-- INSTRUCTIONS TO FOLLOW --
From the listing below, pull out every line that contains the word "wooden" and copy each one unchanged. Match case exactly.

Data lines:
"""

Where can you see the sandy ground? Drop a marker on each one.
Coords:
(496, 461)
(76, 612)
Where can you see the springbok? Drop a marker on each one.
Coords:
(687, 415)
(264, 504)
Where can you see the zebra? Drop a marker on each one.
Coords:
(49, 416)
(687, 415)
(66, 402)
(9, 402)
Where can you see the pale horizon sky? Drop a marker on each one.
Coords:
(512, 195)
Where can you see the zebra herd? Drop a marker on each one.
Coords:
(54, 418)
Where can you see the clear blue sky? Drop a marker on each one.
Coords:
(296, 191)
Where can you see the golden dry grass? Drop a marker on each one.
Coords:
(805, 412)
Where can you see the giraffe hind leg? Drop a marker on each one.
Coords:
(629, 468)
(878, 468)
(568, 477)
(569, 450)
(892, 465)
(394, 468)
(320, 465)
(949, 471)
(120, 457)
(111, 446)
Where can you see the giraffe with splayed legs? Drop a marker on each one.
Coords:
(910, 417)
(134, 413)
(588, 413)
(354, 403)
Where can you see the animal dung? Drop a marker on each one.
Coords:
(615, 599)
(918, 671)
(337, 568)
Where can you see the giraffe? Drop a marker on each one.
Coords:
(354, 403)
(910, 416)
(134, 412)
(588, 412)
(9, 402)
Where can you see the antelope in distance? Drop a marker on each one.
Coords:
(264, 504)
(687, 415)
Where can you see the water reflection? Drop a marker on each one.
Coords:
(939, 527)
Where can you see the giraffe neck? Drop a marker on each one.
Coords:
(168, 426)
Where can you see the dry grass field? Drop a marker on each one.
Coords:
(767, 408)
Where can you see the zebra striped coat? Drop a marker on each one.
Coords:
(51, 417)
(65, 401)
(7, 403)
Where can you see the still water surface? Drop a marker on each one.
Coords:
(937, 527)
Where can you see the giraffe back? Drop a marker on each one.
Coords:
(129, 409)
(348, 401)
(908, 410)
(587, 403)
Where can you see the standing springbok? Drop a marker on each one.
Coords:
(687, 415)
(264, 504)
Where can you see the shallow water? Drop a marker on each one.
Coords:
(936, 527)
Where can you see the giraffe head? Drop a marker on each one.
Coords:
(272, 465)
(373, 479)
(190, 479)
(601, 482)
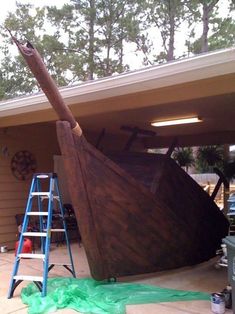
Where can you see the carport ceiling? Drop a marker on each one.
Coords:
(203, 86)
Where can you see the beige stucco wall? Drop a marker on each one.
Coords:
(40, 140)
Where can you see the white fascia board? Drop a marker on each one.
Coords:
(186, 70)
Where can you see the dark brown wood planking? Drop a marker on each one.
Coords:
(128, 230)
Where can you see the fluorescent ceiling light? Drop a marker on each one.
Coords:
(176, 121)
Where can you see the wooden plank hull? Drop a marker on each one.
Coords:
(128, 230)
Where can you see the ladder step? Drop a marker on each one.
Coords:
(35, 234)
(61, 264)
(31, 255)
(41, 194)
(57, 230)
(37, 214)
(28, 278)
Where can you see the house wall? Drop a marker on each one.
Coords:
(40, 140)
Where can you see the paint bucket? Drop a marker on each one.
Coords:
(3, 249)
(217, 303)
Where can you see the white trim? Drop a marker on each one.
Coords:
(186, 70)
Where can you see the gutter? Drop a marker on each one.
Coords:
(203, 66)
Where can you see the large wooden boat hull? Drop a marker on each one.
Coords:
(126, 229)
(130, 223)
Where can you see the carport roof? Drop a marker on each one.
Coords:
(199, 86)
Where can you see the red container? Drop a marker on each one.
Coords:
(27, 246)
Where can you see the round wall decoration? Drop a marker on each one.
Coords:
(23, 164)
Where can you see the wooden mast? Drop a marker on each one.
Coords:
(47, 84)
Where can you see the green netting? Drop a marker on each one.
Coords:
(95, 297)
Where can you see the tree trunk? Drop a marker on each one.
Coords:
(170, 52)
(91, 40)
(205, 20)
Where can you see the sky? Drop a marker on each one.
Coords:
(9, 5)
(134, 60)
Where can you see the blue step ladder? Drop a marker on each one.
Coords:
(44, 232)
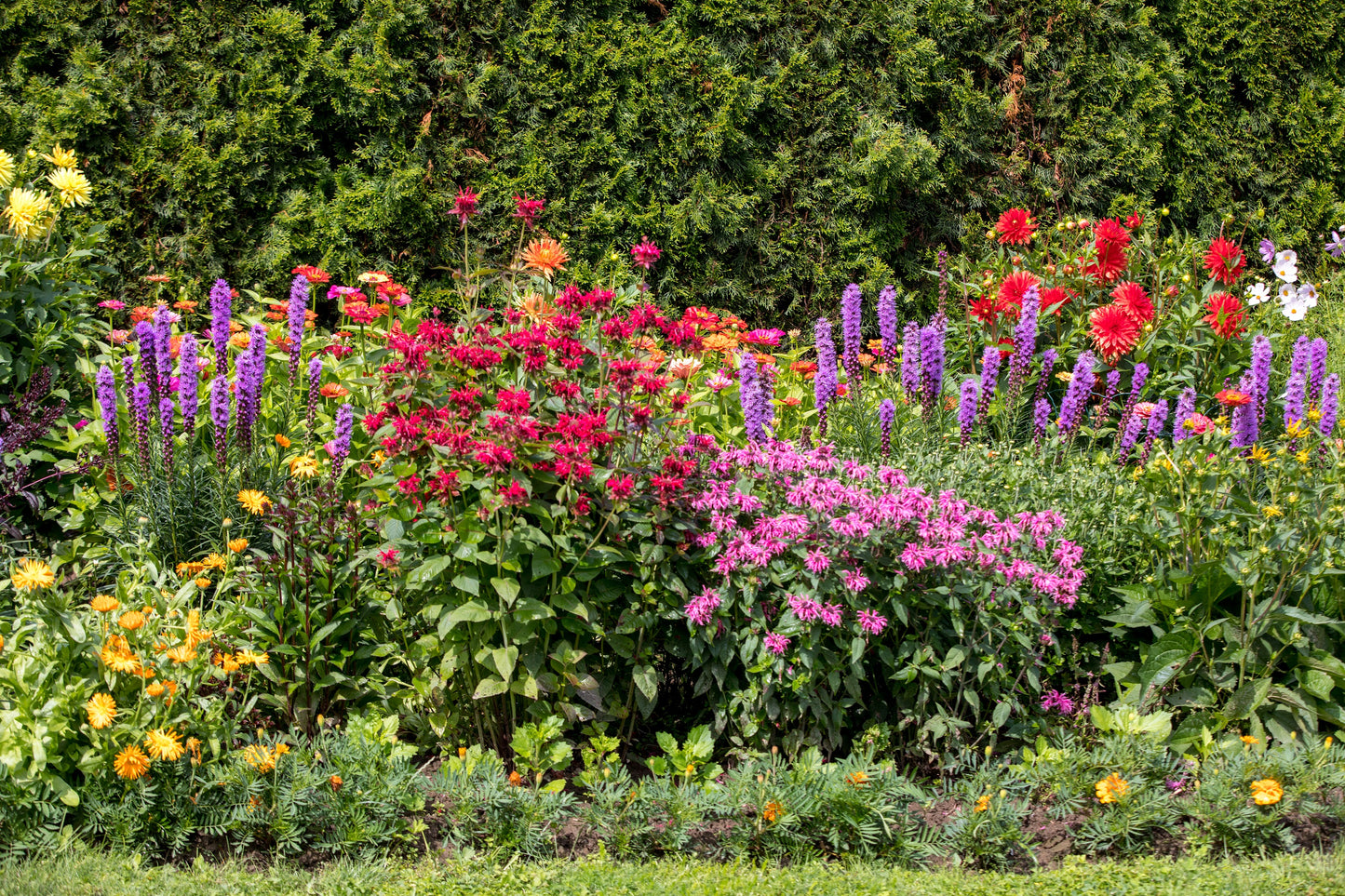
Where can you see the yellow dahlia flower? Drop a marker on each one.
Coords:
(33, 575)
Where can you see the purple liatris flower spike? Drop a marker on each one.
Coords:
(989, 381)
(852, 311)
(967, 409)
(1040, 420)
(751, 398)
(141, 400)
(1024, 340)
(298, 305)
(910, 359)
(189, 382)
(888, 322)
(1330, 404)
(221, 311)
(1076, 395)
(1262, 356)
(1315, 368)
(105, 386)
(1185, 408)
(1296, 395)
(315, 379)
(220, 416)
(1244, 424)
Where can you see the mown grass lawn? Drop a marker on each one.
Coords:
(90, 874)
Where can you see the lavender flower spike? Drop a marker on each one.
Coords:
(298, 305)
(105, 385)
(888, 322)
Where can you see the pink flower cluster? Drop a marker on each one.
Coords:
(855, 524)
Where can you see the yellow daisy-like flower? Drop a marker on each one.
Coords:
(72, 187)
(103, 604)
(33, 575)
(29, 213)
(165, 744)
(303, 467)
(253, 501)
(1267, 791)
(1111, 789)
(130, 763)
(61, 157)
(102, 711)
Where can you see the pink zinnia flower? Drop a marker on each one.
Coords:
(872, 622)
(644, 253)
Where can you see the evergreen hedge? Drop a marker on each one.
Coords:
(776, 148)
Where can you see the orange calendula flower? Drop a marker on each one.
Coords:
(130, 763)
(1111, 789)
(102, 711)
(165, 744)
(103, 603)
(1267, 791)
(545, 257)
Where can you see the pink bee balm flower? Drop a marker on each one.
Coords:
(816, 561)
(872, 622)
(644, 253)
(854, 580)
(464, 205)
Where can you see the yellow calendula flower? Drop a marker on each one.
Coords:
(1267, 791)
(130, 763)
(72, 187)
(165, 744)
(33, 575)
(1111, 789)
(303, 467)
(61, 157)
(29, 213)
(253, 501)
(102, 711)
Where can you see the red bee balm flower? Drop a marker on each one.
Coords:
(1114, 331)
(1015, 226)
(1226, 315)
(1133, 298)
(1224, 261)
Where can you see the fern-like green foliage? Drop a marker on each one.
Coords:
(776, 148)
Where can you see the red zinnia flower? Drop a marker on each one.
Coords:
(1015, 226)
(1232, 398)
(1114, 331)
(1226, 314)
(1133, 298)
(1111, 260)
(1013, 289)
(1224, 261)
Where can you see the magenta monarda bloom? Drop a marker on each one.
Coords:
(644, 253)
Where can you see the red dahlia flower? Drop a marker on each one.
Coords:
(1226, 314)
(1114, 331)
(1015, 226)
(1224, 261)
(1133, 298)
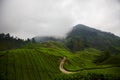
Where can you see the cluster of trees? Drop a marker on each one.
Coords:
(9, 42)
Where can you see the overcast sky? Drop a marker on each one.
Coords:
(29, 18)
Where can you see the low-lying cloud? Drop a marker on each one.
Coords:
(29, 18)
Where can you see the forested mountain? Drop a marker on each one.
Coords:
(82, 36)
(47, 38)
(8, 42)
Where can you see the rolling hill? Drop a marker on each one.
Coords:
(82, 36)
(40, 61)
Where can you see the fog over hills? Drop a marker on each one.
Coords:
(29, 18)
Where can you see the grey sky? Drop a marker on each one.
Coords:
(29, 18)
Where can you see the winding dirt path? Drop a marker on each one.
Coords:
(62, 68)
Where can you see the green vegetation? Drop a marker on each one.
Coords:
(41, 62)
(89, 53)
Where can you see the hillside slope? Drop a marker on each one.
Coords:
(82, 36)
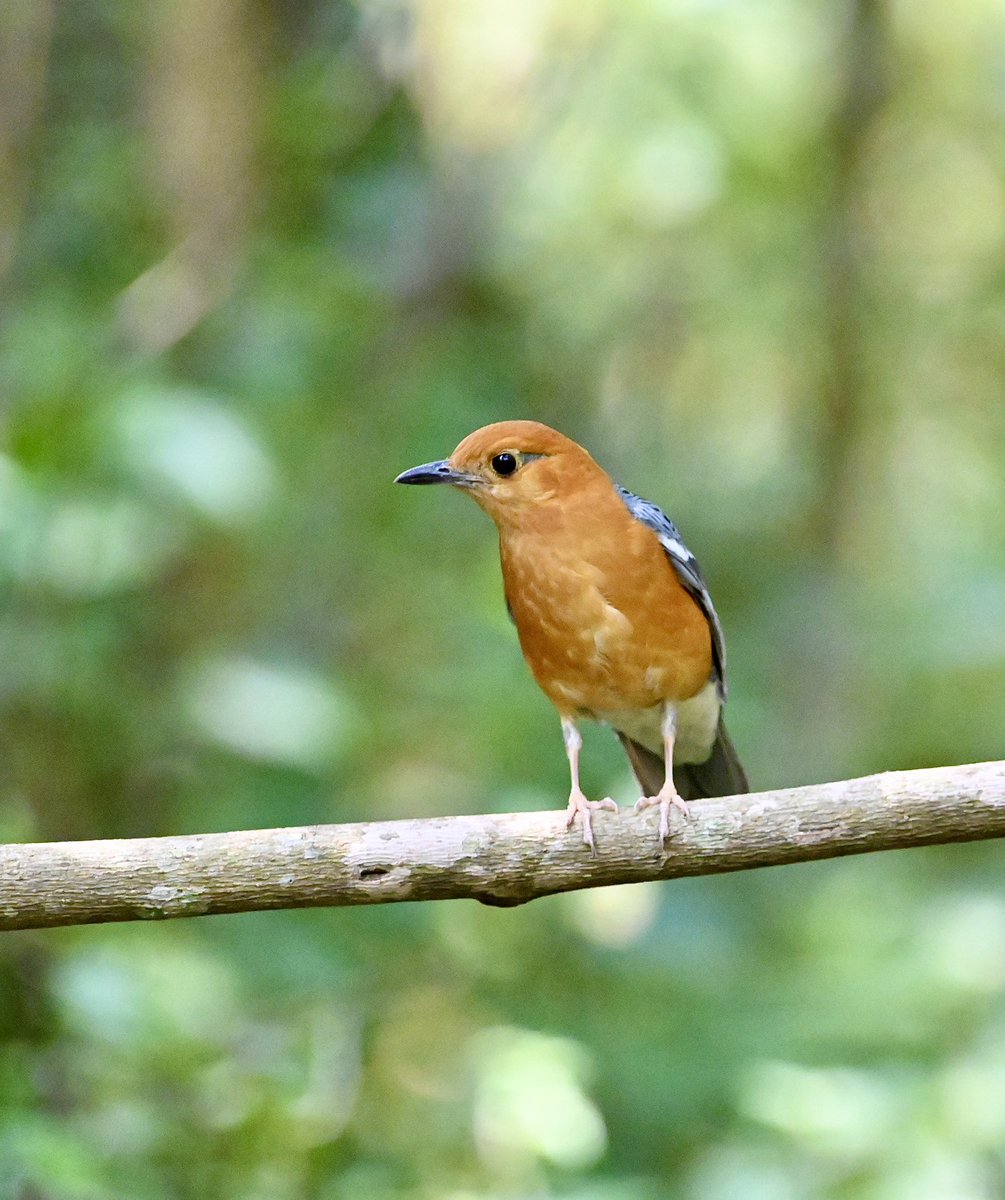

"""

-- RESULT OF THIS EXERCISE --
Where can you see the wooden plank hull? Drop a marker on each one.
Where can you see the large wooden boat hull? Drop a marker on each one.
Where can you see the wooden mast? Drop a marker on each one.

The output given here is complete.